**TASK:**
Look below for the line holding "Target: console table leg" and the line holding "Where can the rattan". Transcribe exactly those lines and all lines between them, nothing more.
Start of DATA PROVIDED
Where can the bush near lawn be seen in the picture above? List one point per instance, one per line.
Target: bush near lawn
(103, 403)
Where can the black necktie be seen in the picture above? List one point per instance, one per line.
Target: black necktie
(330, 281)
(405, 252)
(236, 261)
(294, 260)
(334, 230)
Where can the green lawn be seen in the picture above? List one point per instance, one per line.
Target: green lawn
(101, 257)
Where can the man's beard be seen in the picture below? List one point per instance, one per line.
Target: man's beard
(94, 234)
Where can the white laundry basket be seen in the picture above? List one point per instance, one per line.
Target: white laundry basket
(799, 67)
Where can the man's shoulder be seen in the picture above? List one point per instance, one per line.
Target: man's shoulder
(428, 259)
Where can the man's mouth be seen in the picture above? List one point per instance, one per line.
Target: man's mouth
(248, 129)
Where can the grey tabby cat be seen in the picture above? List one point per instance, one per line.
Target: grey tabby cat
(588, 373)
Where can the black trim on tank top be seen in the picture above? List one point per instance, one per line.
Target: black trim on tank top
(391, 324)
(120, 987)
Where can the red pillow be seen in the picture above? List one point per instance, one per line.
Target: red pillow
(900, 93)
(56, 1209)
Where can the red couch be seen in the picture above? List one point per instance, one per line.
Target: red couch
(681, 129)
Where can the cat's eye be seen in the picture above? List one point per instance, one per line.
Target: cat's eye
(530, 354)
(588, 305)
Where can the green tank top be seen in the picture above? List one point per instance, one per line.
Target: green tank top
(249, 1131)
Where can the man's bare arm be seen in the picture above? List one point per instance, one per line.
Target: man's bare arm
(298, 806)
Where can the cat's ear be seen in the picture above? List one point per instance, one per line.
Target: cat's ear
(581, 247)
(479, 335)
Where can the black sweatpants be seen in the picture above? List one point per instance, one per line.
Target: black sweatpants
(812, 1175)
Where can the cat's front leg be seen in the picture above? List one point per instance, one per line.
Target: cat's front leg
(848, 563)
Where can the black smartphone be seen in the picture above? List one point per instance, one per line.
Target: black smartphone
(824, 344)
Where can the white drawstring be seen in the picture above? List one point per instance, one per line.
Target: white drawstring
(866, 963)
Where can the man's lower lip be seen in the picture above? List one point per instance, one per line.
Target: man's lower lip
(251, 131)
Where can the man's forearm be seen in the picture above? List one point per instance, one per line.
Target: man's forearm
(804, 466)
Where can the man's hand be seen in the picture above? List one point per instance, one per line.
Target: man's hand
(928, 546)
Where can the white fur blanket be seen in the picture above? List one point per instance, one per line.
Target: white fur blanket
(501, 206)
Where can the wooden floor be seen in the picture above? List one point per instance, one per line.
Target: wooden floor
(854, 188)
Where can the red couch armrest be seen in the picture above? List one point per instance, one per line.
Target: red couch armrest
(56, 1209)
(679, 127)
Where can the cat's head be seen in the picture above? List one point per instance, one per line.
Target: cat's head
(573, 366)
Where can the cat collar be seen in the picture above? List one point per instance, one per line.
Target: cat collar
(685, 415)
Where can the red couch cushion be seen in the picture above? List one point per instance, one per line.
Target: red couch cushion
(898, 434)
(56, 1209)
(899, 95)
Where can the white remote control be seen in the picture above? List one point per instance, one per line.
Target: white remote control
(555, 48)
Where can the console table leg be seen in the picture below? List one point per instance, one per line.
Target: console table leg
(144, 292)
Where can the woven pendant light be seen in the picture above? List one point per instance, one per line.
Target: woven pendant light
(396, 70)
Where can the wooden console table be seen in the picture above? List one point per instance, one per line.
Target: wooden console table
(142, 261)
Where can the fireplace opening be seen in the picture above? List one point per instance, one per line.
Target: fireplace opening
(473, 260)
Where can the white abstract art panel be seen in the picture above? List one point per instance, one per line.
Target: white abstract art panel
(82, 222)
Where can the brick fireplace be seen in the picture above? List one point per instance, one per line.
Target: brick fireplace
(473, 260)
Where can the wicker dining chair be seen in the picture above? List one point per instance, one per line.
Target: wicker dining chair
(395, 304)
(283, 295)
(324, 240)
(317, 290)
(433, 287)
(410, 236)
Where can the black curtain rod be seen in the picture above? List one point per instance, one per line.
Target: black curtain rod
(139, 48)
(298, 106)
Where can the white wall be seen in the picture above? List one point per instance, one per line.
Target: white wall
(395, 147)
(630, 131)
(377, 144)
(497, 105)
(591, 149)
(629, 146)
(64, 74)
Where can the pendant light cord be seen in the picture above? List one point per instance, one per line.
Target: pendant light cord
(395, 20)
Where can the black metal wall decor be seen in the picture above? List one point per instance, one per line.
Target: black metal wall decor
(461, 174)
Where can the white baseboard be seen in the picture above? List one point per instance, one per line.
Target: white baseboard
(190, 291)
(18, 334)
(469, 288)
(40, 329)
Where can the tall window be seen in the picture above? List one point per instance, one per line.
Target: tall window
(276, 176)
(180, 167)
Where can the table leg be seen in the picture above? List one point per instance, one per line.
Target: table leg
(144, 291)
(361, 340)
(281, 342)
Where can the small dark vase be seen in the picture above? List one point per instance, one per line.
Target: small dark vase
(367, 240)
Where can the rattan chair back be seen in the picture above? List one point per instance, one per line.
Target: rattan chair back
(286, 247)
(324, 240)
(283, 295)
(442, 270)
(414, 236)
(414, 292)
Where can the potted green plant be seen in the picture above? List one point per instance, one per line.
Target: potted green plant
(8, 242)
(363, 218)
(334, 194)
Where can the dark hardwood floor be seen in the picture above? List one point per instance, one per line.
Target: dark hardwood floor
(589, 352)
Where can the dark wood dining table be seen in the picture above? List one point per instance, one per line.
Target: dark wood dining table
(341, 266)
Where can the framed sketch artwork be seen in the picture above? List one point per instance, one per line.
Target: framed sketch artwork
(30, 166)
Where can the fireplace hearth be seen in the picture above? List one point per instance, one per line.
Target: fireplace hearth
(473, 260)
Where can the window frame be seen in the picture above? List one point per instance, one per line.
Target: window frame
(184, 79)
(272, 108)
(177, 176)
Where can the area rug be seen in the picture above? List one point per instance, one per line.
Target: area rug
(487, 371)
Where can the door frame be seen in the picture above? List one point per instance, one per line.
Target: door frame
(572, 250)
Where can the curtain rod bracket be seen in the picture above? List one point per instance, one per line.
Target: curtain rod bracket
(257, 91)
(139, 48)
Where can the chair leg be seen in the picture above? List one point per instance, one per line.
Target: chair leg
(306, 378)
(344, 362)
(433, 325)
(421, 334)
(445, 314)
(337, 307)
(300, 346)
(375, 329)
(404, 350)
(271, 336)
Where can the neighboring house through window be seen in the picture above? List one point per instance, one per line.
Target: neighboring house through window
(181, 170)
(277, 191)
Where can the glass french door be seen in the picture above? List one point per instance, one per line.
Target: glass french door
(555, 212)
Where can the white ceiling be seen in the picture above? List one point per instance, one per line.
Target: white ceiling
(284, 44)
End of DATA PROVIDED
**OUTPUT FOR THIS EXERCISE:**
Target: console table leg
(144, 292)
Where can the woven pendant light be seen in the picture above? List one point per instance, one per line.
Target: woven pendant light
(396, 70)
Where can the wooden console table be seen in the picture above? List one point per instance, one per line.
Target: wooden console table
(142, 261)
Where can the fireplace opening be seen in the picture above? List one point per instance, one per line.
Target: fireplace opening
(473, 260)
Where can the white abstract art panel be seen in the picture above? List one point per instance, one per line.
Target: white abstract art panel
(82, 222)
Where can the brick fireplace be seen in the picture above? List one point per instance, one per line.
Target: brick fireplace
(473, 260)
Where can the wicker dining chair be seen in the picture above? List one point per instance, one per line.
Target: wicker dining chair
(395, 304)
(283, 295)
(324, 240)
(317, 290)
(433, 287)
(410, 236)
Where can the black curtain rod be seen in the picture above? List one point per instance, one per line.
Target: black curtain rod
(139, 48)
(298, 106)
Where can the white wall be seen in the picture above? List one point per instance, one per line.
Target: white wall
(395, 147)
(630, 131)
(377, 144)
(497, 105)
(591, 149)
(629, 146)
(64, 74)
Where can the pendant light cord be seen in the picture above? List one point per instance, one per line.
Target: pendant light cord
(395, 20)
Where can the black metal wall decor be seen in the picture above? List one point per instance, one per line.
Target: black metal wall decor
(461, 174)
Where can the white baseboard be seen in the picture above? List one point per instance, one per line.
Target: white baseboard
(190, 291)
(18, 334)
(469, 288)
(40, 329)
Where can the tall window be seen in the picture above? List one point per instance, one per line.
Target: tall window
(276, 176)
(180, 167)
Where can the table leg be seen in the picture above? List one point per instance, one per line.
Target: table leg
(144, 291)
(361, 340)
(281, 342)
Where can the small dark vase be seen in the picture above? List one point per instance, one per line.
Target: small dark vase
(367, 240)
Where can the rattan chair back be seen in the picture above? List one point per instance, one per line.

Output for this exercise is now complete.